> **Work to complete**:
Rewrite the records below with "photograph" switched to "image" wherever it occurs, leaving everything else unchanged.

> **Data shown**:
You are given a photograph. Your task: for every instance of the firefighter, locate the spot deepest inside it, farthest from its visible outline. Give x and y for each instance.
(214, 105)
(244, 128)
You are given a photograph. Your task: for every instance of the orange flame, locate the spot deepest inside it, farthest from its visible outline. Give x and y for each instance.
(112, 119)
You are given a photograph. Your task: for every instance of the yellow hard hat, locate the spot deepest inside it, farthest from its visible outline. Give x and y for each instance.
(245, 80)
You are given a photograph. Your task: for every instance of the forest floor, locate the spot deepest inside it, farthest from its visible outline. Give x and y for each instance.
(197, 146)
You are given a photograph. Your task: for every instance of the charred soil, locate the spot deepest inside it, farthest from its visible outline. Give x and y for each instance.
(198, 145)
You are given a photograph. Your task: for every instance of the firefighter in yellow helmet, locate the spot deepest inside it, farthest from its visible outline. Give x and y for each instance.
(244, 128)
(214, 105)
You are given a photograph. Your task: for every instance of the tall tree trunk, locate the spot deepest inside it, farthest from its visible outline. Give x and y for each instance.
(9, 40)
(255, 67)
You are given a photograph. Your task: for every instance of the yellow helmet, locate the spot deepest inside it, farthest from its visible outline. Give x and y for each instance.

> **Result**:
You are given a image. Your task: for every instance of the firefighter, locate the spot deepest inside it, farthest from its visible outline. Give x and y for each instance.
(214, 105)
(244, 128)
You are given a image. Your task: for every instance of the orange flame, locate the spot deepest inside it, farthest from its visible outline. Give x and y for each instance.
(112, 119)
You are given a image. Your task: for every instance of the yellow hard hat, locate the spot deepest inside it, farthest from its visible outline. Give x and y for each instance.
(245, 80)
You are given a image. Your task: for every instance of the forest floor, locate the spot deepest inside it, farthest from its visible outline. Give x and y for each instance.
(197, 146)
You are given a image. Your task: for every instance of the charred soil, locate the spot deepest inside it, farthest from its visible outline. Give x and y for each instance.
(198, 145)
You are given a image. Your task: for every instance of the firefighter in yellow helmet, locate the spot deepest inside it, farthest from its visible outline. Give x and y for each instance.
(244, 128)
(214, 105)
You are given a image. Your task: for every instance of the tall tree trunk, locate the spot deepest inside it, farthest from its visible outline. Give x and y for each instance.
(9, 40)
(255, 67)
You are given a image. Your task: for every instance of the yellow helmet, locate the spot deepest inside it, farthest from its visible outline. Give x and y for each instance.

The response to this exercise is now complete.